>> Start

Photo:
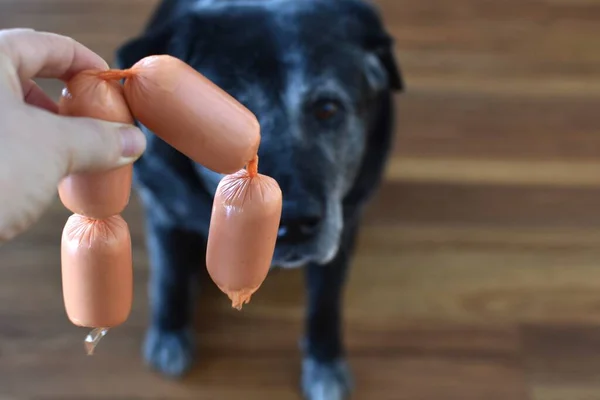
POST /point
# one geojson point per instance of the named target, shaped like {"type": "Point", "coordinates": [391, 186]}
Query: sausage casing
{"type": "Point", "coordinates": [102, 194]}
{"type": "Point", "coordinates": [242, 235]}
{"type": "Point", "coordinates": [97, 274]}
{"type": "Point", "coordinates": [190, 113]}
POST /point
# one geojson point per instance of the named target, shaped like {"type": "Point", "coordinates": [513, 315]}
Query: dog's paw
{"type": "Point", "coordinates": [326, 381]}
{"type": "Point", "coordinates": [169, 352]}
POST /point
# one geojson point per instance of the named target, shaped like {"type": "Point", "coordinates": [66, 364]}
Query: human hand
{"type": "Point", "coordinates": [38, 147]}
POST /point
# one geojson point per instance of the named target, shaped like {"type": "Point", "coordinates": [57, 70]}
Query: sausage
{"type": "Point", "coordinates": [96, 195]}
{"type": "Point", "coordinates": [190, 113]}
{"type": "Point", "coordinates": [243, 230]}
{"type": "Point", "coordinates": [97, 275]}
{"type": "Point", "coordinates": [96, 254]}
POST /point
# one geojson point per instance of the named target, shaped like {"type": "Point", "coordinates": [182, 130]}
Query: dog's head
{"type": "Point", "coordinates": [318, 74]}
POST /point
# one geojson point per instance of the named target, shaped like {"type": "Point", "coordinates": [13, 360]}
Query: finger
{"type": "Point", "coordinates": [46, 55]}
{"type": "Point", "coordinates": [35, 96]}
{"type": "Point", "coordinates": [92, 145]}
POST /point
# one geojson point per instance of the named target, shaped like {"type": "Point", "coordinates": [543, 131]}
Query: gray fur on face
{"type": "Point", "coordinates": [283, 74]}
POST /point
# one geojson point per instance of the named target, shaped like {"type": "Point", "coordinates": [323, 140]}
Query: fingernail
{"type": "Point", "coordinates": [133, 143]}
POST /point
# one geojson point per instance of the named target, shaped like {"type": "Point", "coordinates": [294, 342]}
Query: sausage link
{"type": "Point", "coordinates": [96, 195]}
{"type": "Point", "coordinates": [243, 230]}
{"type": "Point", "coordinates": [190, 113]}
{"type": "Point", "coordinates": [97, 277]}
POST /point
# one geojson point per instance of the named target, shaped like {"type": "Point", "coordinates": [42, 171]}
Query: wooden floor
{"type": "Point", "coordinates": [478, 274]}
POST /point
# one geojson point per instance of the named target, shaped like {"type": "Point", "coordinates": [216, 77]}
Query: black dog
{"type": "Point", "coordinates": [320, 76]}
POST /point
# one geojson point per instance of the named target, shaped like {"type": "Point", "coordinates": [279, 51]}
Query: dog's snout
{"type": "Point", "coordinates": [298, 229]}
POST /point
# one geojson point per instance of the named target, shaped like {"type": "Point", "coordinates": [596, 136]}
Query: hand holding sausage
{"type": "Point", "coordinates": [39, 147]}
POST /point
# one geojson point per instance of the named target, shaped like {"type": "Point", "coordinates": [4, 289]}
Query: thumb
{"type": "Point", "coordinates": [93, 145]}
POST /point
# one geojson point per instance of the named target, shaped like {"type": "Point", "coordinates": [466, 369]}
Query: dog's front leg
{"type": "Point", "coordinates": [175, 258]}
{"type": "Point", "coordinates": [325, 373]}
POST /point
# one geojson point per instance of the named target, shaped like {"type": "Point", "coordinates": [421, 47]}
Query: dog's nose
{"type": "Point", "coordinates": [298, 229]}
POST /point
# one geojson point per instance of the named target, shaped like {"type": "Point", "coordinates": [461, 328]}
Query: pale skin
{"type": "Point", "coordinates": [38, 147]}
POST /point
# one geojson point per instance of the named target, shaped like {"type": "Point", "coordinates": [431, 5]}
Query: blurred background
{"type": "Point", "coordinates": [478, 270]}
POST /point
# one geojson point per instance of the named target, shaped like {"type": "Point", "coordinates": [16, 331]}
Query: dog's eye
{"type": "Point", "coordinates": [326, 109]}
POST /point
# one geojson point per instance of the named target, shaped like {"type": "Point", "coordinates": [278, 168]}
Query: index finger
{"type": "Point", "coordinates": [46, 55]}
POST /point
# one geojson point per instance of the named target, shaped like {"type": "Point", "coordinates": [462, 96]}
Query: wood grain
{"type": "Point", "coordinates": [477, 274]}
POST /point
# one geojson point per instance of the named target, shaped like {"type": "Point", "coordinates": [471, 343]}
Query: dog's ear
{"type": "Point", "coordinates": [381, 69]}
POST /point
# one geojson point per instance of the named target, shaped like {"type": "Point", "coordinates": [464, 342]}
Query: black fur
{"type": "Point", "coordinates": [288, 61]}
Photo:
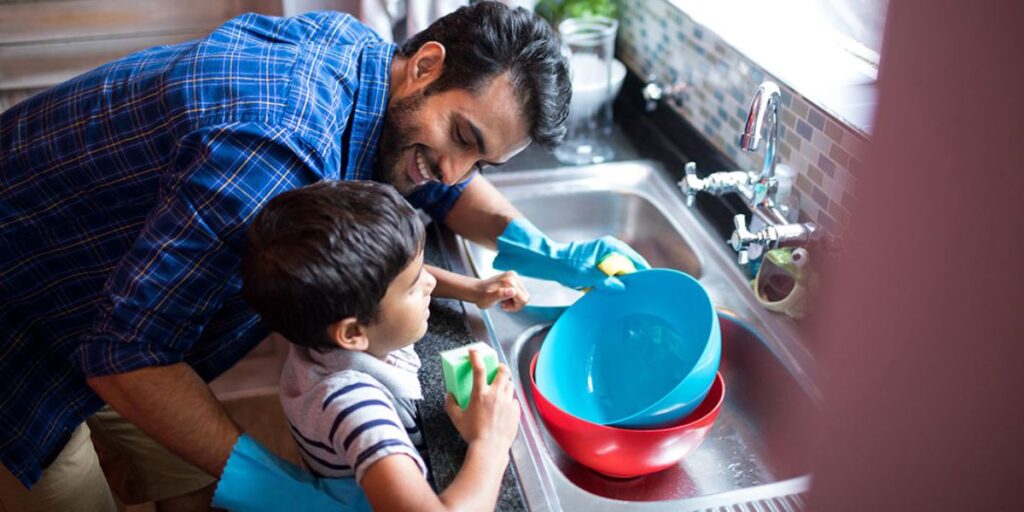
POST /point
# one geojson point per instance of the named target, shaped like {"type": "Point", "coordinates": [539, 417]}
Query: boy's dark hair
{"type": "Point", "coordinates": [325, 252]}
{"type": "Point", "coordinates": [486, 39]}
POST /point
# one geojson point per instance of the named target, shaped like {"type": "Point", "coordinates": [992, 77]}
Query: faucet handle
{"type": "Point", "coordinates": [741, 237]}
{"type": "Point", "coordinates": [690, 184]}
{"type": "Point", "coordinates": [652, 92]}
{"type": "Point", "coordinates": [748, 245]}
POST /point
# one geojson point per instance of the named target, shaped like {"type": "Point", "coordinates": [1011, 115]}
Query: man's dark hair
{"type": "Point", "coordinates": [487, 39]}
{"type": "Point", "coordinates": [325, 252]}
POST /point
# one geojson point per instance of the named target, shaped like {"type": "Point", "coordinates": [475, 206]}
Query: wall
{"type": "Point", "coordinates": [656, 37]}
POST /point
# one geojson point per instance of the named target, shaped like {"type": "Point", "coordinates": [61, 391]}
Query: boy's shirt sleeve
{"type": "Point", "coordinates": [366, 427]}
{"type": "Point", "coordinates": [185, 261]}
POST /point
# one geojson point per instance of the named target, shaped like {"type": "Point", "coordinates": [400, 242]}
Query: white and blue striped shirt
{"type": "Point", "coordinates": [348, 410]}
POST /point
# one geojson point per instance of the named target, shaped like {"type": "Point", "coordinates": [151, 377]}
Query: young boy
{"type": "Point", "coordinates": [337, 268]}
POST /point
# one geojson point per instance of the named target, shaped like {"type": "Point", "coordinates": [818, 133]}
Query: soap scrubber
{"type": "Point", "coordinates": [459, 371]}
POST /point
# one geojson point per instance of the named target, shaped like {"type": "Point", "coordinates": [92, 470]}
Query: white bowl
{"type": "Point", "coordinates": [589, 88]}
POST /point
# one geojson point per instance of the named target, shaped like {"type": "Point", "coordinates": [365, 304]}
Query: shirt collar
{"type": "Point", "coordinates": [398, 371]}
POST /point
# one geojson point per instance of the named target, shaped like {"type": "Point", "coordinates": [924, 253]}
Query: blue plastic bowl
{"type": "Point", "coordinates": [639, 358]}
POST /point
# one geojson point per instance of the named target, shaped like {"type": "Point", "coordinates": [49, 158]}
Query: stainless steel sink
{"type": "Point", "coordinates": [767, 371]}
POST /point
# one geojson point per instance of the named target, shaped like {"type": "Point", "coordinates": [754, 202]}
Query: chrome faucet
{"type": "Point", "coordinates": [764, 109]}
{"type": "Point", "coordinates": [757, 188]}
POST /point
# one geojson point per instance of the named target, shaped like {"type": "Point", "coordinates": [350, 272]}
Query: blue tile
{"type": "Point", "coordinates": [816, 119]}
{"type": "Point", "coordinates": [826, 165]}
{"type": "Point", "coordinates": [804, 129]}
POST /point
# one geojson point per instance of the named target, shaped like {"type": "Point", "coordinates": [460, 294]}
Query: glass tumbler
{"type": "Point", "coordinates": [590, 45]}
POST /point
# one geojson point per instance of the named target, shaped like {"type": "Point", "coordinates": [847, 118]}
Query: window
{"type": "Point", "coordinates": [826, 50]}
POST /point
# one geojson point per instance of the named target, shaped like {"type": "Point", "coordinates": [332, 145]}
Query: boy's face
{"type": "Point", "coordinates": [403, 311]}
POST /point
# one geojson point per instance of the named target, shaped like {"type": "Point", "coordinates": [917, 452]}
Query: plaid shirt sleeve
{"type": "Point", "coordinates": [185, 262]}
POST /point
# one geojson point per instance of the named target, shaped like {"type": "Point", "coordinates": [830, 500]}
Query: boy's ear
{"type": "Point", "coordinates": [428, 61]}
{"type": "Point", "coordinates": [348, 334]}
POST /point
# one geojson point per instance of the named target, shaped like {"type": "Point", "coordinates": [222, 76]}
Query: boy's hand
{"type": "Point", "coordinates": [506, 288]}
{"type": "Point", "coordinates": [493, 414]}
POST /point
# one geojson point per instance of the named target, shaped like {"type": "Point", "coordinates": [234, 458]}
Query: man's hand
{"type": "Point", "coordinates": [506, 288]}
{"type": "Point", "coordinates": [523, 248]}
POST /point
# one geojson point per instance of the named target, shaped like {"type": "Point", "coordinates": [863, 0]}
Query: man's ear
{"type": "Point", "coordinates": [348, 334]}
{"type": "Point", "coordinates": [427, 64]}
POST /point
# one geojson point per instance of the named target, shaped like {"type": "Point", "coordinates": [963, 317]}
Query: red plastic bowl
{"type": "Point", "coordinates": [628, 453]}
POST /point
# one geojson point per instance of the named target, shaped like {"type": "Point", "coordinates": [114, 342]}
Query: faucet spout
{"type": "Point", "coordinates": [764, 111]}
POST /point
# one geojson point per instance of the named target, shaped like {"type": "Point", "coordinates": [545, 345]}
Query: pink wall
{"type": "Point", "coordinates": [922, 338]}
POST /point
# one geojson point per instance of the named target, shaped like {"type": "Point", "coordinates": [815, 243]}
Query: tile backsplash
{"type": "Point", "coordinates": [655, 37]}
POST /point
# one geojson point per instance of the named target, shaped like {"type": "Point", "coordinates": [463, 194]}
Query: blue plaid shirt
{"type": "Point", "coordinates": [125, 195]}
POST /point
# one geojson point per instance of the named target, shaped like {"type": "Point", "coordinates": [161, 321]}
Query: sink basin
{"type": "Point", "coordinates": [766, 369]}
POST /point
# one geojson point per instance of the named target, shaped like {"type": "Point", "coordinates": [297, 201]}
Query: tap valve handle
{"type": "Point", "coordinates": [652, 92]}
{"type": "Point", "coordinates": [741, 237]}
{"type": "Point", "coordinates": [690, 183]}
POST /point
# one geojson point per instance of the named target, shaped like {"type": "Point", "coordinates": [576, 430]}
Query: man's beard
{"type": "Point", "coordinates": [390, 166]}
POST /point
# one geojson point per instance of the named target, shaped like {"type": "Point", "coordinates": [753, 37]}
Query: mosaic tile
{"type": "Point", "coordinates": [816, 120]}
{"type": "Point", "coordinates": [657, 37]}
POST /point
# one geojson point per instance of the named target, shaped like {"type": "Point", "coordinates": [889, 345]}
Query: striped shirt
{"type": "Point", "coordinates": [349, 410]}
{"type": "Point", "coordinates": [125, 194]}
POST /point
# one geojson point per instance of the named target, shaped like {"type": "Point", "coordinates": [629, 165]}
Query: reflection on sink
{"type": "Point", "coordinates": [735, 455]}
{"type": "Point", "coordinates": [742, 459]}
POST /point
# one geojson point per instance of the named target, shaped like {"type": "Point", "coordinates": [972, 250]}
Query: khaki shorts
{"type": "Point", "coordinates": [139, 469]}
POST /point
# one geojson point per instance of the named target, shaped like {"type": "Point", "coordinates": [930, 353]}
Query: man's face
{"type": "Point", "coordinates": [444, 136]}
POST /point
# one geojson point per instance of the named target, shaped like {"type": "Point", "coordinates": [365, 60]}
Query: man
{"type": "Point", "coordinates": [126, 193]}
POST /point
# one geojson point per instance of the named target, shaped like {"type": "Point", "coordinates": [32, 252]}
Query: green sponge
{"type": "Point", "coordinates": [459, 371]}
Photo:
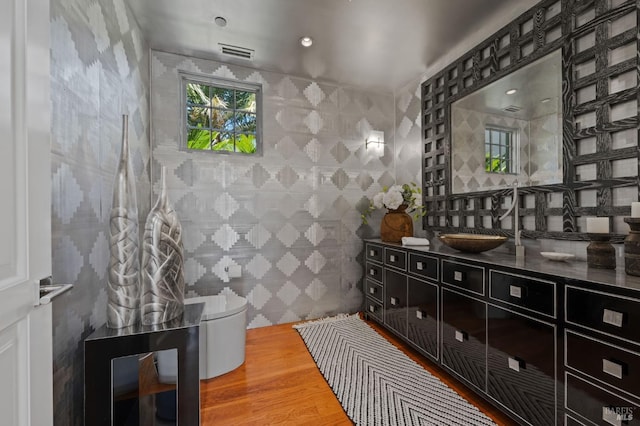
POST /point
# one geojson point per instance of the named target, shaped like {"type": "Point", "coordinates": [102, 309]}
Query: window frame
{"type": "Point", "coordinates": [222, 83]}
{"type": "Point", "coordinates": [513, 148]}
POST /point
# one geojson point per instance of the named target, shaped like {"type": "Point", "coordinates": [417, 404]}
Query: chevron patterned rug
{"type": "Point", "coordinates": [376, 383]}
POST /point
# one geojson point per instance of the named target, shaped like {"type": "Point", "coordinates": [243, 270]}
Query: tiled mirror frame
{"type": "Point", "coordinates": [550, 25]}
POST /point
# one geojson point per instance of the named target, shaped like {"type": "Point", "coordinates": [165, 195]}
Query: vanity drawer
{"type": "Point", "coordinates": [374, 309]}
{"type": "Point", "coordinates": [374, 272]}
{"type": "Point", "coordinates": [617, 316]}
{"type": "Point", "coordinates": [598, 405]}
{"type": "Point", "coordinates": [424, 266]}
{"type": "Point", "coordinates": [395, 258]}
{"type": "Point", "coordinates": [533, 294]}
{"type": "Point", "coordinates": [610, 364]}
{"type": "Point", "coordinates": [463, 276]}
{"type": "Point", "coordinates": [374, 252]}
{"type": "Point", "coordinates": [373, 290]}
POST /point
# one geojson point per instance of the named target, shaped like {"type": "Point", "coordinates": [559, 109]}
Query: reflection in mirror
{"type": "Point", "coordinates": [144, 389]}
{"type": "Point", "coordinates": [510, 130]}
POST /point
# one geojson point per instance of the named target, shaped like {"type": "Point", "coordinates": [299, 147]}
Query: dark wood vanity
{"type": "Point", "coordinates": [546, 342]}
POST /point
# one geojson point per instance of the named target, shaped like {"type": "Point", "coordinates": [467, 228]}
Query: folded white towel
{"type": "Point", "coordinates": [414, 241]}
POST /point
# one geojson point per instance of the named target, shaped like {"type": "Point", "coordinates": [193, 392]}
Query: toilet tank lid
{"type": "Point", "coordinates": [219, 306]}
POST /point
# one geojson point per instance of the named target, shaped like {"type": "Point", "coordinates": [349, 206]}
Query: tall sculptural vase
{"type": "Point", "coordinates": [162, 263]}
{"type": "Point", "coordinates": [123, 287]}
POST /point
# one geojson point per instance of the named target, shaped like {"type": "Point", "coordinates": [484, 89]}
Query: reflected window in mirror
{"type": "Point", "coordinates": [501, 149]}
{"type": "Point", "coordinates": [483, 154]}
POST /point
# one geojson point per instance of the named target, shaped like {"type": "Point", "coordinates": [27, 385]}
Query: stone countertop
{"type": "Point", "coordinates": [191, 317]}
{"type": "Point", "coordinates": [533, 261]}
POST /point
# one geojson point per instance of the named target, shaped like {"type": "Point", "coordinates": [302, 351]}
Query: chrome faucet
{"type": "Point", "coordinates": [516, 220]}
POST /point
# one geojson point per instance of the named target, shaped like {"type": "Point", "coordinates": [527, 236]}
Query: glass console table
{"type": "Point", "coordinates": [107, 353]}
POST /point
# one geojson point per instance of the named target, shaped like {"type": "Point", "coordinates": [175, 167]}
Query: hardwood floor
{"type": "Point", "coordinates": [279, 384]}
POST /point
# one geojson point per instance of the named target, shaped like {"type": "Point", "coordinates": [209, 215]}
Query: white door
{"type": "Point", "coordinates": [25, 194]}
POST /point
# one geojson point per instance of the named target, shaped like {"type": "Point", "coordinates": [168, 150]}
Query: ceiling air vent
{"type": "Point", "coordinates": [237, 51]}
{"type": "Point", "coordinates": [512, 108]}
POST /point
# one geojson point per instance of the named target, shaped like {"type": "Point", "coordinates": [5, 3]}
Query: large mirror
{"type": "Point", "coordinates": [510, 130]}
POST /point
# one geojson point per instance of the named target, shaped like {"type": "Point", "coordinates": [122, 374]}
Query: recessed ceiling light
{"type": "Point", "coordinates": [220, 21]}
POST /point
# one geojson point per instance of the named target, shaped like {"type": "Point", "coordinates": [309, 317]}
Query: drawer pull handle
{"type": "Point", "coordinates": [515, 291]}
{"type": "Point", "coordinates": [612, 317]}
{"type": "Point", "coordinates": [514, 364]}
{"type": "Point", "coordinates": [612, 368]}
{"type": "Point", "coordinates": [611, 416]}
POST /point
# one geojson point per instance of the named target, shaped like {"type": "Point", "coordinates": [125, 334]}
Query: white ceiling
{"type": "Point", "coordinates": [375, 44]}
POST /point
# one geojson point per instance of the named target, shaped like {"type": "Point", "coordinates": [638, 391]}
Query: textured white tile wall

>> End

» Exercise prompt: Give only the number of lines in the records that contain the string "hair", where case counts.

» Exercise answer: 2